* GIVEN INSTRUCTION: Rewrite the items from the line with "Someone asked me to find the white column" to the line with "[325,447,427,489]" as a numbered list, both of those lines included and blank lines omitted.

─── PROVIDED RECORDS

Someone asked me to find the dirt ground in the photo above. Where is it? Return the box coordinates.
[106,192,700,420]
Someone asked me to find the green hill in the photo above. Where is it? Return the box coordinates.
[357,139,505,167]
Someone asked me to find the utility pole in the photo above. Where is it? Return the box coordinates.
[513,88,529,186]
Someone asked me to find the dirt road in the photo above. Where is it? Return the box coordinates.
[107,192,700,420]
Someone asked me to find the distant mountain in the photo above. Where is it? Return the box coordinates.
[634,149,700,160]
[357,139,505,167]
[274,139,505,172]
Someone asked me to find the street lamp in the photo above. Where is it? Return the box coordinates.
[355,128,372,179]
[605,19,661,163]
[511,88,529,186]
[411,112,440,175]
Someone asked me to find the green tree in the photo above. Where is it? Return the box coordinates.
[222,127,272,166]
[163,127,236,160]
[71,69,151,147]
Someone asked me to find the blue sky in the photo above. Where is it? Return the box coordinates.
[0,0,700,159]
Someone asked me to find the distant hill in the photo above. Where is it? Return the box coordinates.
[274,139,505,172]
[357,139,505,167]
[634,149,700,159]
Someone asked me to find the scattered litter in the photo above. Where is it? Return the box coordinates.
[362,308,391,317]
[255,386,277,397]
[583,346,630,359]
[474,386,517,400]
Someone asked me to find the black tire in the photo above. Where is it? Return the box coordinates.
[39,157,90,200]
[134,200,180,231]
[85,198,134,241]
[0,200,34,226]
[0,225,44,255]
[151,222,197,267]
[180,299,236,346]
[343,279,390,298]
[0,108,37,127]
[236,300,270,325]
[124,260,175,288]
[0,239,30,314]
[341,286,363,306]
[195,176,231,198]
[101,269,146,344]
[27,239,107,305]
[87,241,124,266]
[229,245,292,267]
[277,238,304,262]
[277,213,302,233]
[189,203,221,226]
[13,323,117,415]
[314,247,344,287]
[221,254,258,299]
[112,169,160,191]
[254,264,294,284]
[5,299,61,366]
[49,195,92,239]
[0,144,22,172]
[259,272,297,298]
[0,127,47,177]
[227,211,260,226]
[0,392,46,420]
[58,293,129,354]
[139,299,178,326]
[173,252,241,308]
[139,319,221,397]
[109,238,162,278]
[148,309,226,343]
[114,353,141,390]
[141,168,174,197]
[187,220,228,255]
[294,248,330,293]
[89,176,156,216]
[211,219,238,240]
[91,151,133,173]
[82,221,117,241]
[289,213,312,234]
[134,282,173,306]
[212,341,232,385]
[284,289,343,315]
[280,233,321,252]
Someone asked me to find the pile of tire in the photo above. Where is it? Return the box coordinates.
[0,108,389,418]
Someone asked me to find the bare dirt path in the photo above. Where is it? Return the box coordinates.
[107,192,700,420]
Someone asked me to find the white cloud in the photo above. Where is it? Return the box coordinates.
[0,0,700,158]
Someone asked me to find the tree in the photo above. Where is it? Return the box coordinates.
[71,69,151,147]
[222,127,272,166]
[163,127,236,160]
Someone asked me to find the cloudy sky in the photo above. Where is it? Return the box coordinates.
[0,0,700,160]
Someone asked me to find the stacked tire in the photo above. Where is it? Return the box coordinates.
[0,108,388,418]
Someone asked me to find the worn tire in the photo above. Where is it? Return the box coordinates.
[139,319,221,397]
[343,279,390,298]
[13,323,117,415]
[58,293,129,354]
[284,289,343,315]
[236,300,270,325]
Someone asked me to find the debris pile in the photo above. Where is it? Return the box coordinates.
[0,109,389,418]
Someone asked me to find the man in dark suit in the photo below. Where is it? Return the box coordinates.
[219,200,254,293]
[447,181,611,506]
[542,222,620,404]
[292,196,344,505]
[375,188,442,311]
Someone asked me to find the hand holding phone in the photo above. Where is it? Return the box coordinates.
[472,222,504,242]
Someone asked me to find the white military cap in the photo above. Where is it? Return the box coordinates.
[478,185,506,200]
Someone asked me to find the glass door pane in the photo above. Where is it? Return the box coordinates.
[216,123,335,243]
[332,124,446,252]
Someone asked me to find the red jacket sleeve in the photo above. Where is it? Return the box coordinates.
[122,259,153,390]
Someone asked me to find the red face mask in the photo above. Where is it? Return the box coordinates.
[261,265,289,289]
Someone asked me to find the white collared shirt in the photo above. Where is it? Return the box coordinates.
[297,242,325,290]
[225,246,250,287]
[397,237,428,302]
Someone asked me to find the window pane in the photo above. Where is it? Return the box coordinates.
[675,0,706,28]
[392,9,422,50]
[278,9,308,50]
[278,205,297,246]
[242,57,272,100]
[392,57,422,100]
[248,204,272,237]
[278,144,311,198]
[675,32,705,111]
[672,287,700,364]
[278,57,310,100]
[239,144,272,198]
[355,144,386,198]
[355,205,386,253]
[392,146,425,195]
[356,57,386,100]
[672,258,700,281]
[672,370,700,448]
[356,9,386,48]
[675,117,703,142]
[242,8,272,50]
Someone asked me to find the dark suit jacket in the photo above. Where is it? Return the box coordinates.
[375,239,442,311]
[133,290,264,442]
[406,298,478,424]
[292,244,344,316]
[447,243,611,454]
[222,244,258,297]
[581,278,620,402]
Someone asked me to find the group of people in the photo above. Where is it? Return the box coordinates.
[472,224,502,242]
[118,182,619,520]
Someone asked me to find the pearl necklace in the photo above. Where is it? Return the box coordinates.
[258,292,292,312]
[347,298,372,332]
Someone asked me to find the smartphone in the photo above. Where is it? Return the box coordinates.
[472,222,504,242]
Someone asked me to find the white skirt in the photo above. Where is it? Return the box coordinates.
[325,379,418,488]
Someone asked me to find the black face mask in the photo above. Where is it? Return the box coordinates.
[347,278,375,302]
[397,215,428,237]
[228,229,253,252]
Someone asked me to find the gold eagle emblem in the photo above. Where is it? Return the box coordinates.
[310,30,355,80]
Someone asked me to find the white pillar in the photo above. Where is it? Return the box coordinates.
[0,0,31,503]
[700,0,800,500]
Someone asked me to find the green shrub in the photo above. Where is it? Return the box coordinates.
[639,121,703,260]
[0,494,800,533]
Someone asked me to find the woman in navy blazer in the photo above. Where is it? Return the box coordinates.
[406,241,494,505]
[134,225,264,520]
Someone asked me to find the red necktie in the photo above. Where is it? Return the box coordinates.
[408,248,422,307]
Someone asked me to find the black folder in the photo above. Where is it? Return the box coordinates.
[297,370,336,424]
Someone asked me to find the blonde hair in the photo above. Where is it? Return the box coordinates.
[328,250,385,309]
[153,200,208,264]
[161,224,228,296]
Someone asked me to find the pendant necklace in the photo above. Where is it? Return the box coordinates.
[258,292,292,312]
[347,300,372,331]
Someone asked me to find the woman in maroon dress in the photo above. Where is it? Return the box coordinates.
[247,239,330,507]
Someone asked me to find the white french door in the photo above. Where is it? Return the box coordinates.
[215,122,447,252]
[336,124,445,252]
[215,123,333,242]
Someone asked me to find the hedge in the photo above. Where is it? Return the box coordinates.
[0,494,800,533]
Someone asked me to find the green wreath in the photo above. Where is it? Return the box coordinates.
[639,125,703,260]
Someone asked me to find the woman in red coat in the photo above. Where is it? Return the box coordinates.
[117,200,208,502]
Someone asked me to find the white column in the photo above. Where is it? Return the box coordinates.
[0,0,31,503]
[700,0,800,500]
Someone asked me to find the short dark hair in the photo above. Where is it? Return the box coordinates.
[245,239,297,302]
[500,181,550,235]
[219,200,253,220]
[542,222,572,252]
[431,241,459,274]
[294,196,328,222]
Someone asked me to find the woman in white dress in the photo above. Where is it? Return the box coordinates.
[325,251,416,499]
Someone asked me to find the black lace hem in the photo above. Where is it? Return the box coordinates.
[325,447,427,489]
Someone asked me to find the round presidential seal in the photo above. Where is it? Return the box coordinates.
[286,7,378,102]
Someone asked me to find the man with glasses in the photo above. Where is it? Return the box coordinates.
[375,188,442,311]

──────

* RESULT:
1. Someone asked me to find the white column in the photo above. Where is it? Return the box coordinates.
2. [0,0,31,503]
3. [700,0,800,500]
4. Someone asked me to find the short dark hair in the photo above. Where is it? Return the box coordinates.
5. [245,239,297,302]
6. [500,181,550,235]
7. [219,200,253,220]
8. [542,222,572,252]
9. [431,241,459,274]
10. [294,196,328,222]
11. Someone asked me to find the woman in white dress in the photo above. Where is it? Return the box coordinates.
12. [325,251,416,499]
13. Someone asked me to find the black lace hem in the photo above. Where is it? Return the box coordinates.
14. [325,447,427,489]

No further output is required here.